Task prompt: Please put every one of the rows below into a numbered list, skipping any blank lines.

Stored items:
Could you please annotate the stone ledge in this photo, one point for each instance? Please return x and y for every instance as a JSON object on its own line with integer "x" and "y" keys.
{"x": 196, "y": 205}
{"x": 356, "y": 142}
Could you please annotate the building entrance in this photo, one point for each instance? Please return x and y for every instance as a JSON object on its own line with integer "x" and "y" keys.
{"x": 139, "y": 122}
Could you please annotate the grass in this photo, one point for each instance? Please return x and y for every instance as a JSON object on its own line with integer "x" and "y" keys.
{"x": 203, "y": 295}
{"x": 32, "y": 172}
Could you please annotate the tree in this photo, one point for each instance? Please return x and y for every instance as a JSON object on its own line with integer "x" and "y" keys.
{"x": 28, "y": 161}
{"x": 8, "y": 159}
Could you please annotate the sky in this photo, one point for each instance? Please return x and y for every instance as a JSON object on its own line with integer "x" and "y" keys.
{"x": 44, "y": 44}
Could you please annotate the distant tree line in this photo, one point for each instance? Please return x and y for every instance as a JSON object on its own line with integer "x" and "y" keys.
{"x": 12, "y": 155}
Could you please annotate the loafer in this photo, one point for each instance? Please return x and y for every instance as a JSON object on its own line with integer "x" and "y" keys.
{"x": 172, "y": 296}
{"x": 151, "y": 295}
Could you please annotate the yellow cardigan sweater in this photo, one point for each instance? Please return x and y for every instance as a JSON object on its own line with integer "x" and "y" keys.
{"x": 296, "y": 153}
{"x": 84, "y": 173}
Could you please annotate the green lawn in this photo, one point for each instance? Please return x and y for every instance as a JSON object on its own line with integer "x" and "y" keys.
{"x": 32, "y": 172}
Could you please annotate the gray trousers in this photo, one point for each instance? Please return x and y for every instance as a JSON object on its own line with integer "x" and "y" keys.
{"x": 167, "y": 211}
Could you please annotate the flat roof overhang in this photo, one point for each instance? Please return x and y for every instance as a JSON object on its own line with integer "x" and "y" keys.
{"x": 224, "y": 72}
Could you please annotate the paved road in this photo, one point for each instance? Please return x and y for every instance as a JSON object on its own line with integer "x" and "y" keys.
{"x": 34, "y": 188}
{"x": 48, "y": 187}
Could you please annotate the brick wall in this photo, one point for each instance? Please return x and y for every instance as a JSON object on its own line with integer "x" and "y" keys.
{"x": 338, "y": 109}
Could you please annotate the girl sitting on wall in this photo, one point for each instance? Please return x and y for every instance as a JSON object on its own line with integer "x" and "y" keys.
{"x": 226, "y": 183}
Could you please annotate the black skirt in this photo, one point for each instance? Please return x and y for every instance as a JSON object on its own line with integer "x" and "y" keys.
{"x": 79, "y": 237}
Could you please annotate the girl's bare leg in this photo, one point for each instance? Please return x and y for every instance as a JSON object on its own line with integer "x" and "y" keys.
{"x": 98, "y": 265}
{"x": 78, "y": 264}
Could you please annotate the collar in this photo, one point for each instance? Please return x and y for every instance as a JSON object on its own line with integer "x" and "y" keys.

Exercise answer:
1. Could you please annotate the stone ledge in this photo, one point for each instance? Please return x and y for every instance as a JSON object on its own line with integer "x" and "y" keys.
2. {"x": 196, "y": 205}
3. {"x": 356, "y": 142}
4. Could you please annotate the building entrance in this photo, one point for each instance? Please return x and y for every instance as a JSON object on its own line with integer "x" and "y" keys.
5. {"x": 139, "y": 122}
6. Could you please annotate the grass in this photo, one point for each instance? Please return x and y for every instance as a JSON object on its own line with integer "x" and "y" keys.
7. {"x": 203, "y": 295}
8. {"x": 32, "y": 172}
9. Could you please annotate the tree in this photo, one point for each instance? Please return x and y for every instance as a JSON object on its own line with integer "x" and "y" keys.
10. {"x": 28, "y": 161}
11. {"x": 8, "y": 159}
12. Could you please annotate the sky in this photo, one point for each instance? Please return x and y for every instance as a JSON object on its own line with integer "x" and "y" keys.
13. {"x": 44, "y": 44}
14. Could you please annotate the distant tree line in this photo, one point for each instance? Please return x and y for every instance as a JSON object on its own line with integer "x" and "y" keys.
15. {"x": 12, "y": 155}
16. Could you please annotate the loafer in this photo, one point for each instance? Please return x and y for every instance as a JSON object on its own line with integer "x" and "y" keys.
17. {"x": 172, "y": 296}
18. {"x": 151, "y": 295}
19. Could you please annotate the yellow cardigan sweater in this photo, one point for each instance? Please return x and y for every instance as a JSON object on its own line with integer "x" and "y" keys.
20. {"x": 296, "y": 153}
21. {"x": 84, "y": 173}
22. Could you please annotate the green lawn in this photo, one point for each instance? Please return x and y for every instance as a JSON object on its own line with integer "x" and "y" keys.
23. {"x": 32, "y": 172}
24. Could you please annotate the gray trousers in this photo, one point for each instance? Please return x and y for every instance as a JSON object on its own line with integer "x" and "y" keys.
25. {"x": 167, "y": 211}
26. Could you please annotate the flat roof overhang in this photo, one point for each instance? Please return x and y for every instance as a JSON object on its own line with integer "x" and "y" keys.
27. {"x": 224, "y": 72}
28. Could you please annotate the paved road in this photo, one point for each instance? Please return x and y for every instance as a JSON object on its own line with integer "x" and "y" keys.
29. {"x": 34, "y": 188}
30. {"x": 48, "y": 187}
31. Could you please annotate the brick wall in this photo, one point for each instance? Please return x and y for every instance as a JSON object on its own line with integer "x" and "y" keys.
32. {"x": 338, "y": 109}
33. Could you please annotate the girl sitting on wall in this photo, one point for each instance? Please return x and y for every instance as a JSON object on its own line with integer "x" and "y" keys.
34. {"x": 226, "y": 183}
35. Could you please annotate the black skirt in this photo, one point for each instance? Please return x and y for every instance as a JSON object on its own line with integer "x" and "y" keys.
36. {"x": 79, "y": 237}
37. Could you please annotate the girl's bare leg in this photo, one point for each instance? Please return x and y for every instance as a JSON object on its own line with integer "x" and "y" keys.
38. {"x": 98, "y": 265}
39. {"x": 78, "y": 264}
40. Could you please annotate the collar in this photo, one point for each instance? Please return x and y for every instance as a JSON object on its own line with integer "x" and "y" keys.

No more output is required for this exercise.